>>>>
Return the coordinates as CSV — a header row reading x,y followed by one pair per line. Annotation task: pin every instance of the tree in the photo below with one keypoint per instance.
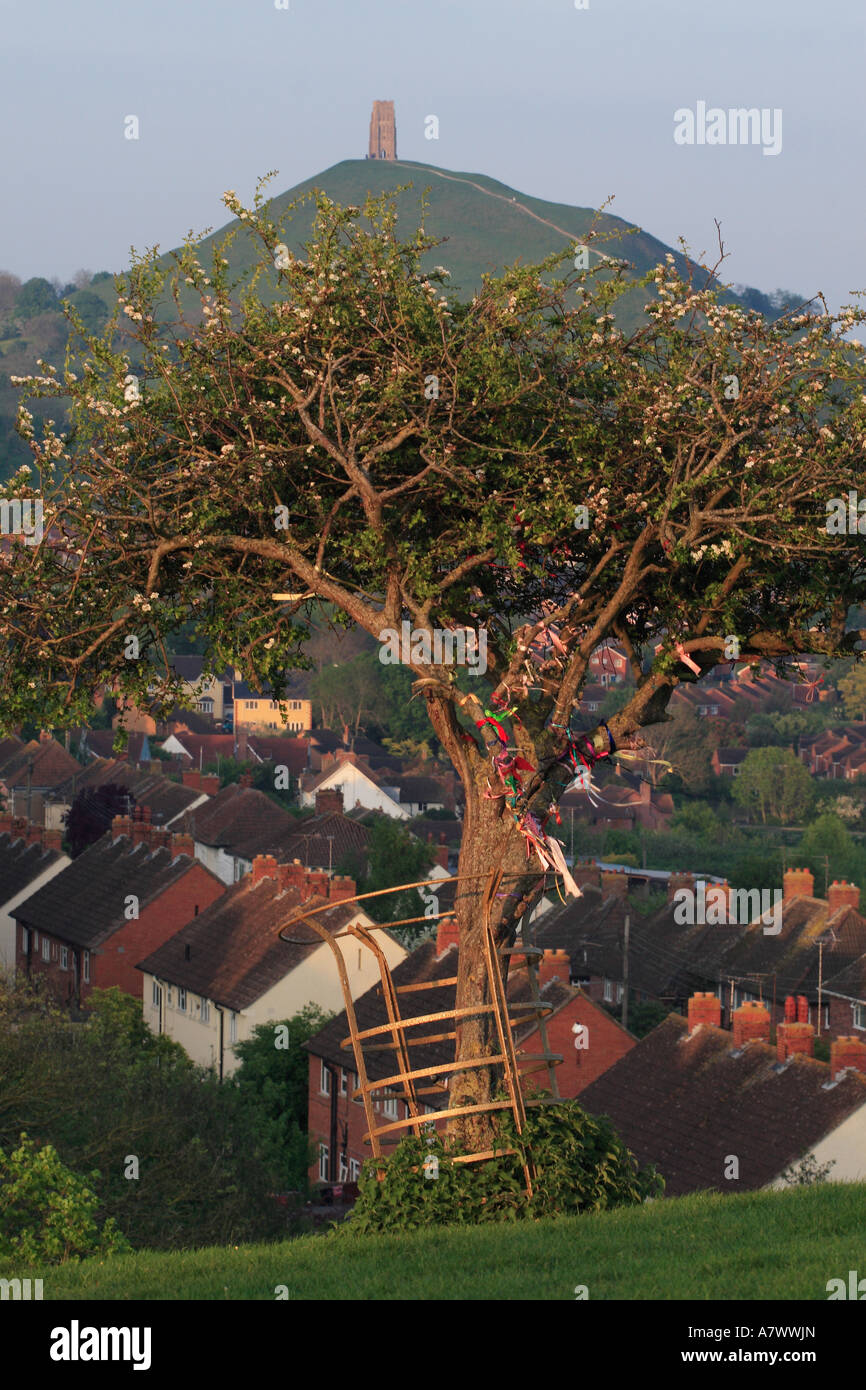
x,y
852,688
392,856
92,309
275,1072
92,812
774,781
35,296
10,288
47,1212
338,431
<<<<
>>>>
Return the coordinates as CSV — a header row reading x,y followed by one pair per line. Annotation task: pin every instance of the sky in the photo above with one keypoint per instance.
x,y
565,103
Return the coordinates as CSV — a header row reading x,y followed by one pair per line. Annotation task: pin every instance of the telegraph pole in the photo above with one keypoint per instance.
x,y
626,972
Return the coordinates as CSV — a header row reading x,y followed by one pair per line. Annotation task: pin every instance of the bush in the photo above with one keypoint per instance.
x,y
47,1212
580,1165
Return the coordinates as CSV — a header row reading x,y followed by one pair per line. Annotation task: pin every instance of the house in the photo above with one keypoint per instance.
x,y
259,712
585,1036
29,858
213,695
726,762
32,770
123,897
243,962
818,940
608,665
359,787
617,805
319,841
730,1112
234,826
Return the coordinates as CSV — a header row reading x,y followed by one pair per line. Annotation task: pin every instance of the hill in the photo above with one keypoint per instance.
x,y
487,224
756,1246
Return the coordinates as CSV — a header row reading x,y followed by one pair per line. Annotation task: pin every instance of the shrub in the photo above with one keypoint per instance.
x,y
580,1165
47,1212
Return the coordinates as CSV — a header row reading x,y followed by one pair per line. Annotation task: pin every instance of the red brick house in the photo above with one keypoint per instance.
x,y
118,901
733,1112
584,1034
<<<<
§ **Goal**: Gather every line in the entries that includes the word "above", and copy each of those lines out in full.

§ **Exercise output**:
Return the coordinates as CSV — a header row reading x,y followed by one pair per line. Annotation task: pin every instance of the sky in the photo above with one keypoint per instance.
Return the coordinates as CSV — a header row reading x,y followed by one pair per line. Annotation task: pin every instance of the telegraph pole in the photo above with one keypoint per instance.
Return the coordinates as CSV — a header row reading x,y followed by one pair per line. Annotation task: pin every instance of the bush in the photo above with one keypoint per instance.
Return the coordinates as CSV — a header row reading x,y followed by one pair per line. Annotation task: pin every instance of the house in the photo above with one keypoint per instance.
Return the coordinates as CSV — a header row reading x,y followed by one pair per line. Annotation task: pin every instance of the hill in the photo above with one keypoint per instance.
Return the coordinates as CSV — a header row reading x,y followed by one pair per line. Annotation task: pin every instance of the shrub in the photo above with one keypoint per instance.
Return the coordinates as CSV — a header row reading x,y followed by one pair per line. Annotation task: pin every instance of the red brick house in the photo above with one keypoint per instance.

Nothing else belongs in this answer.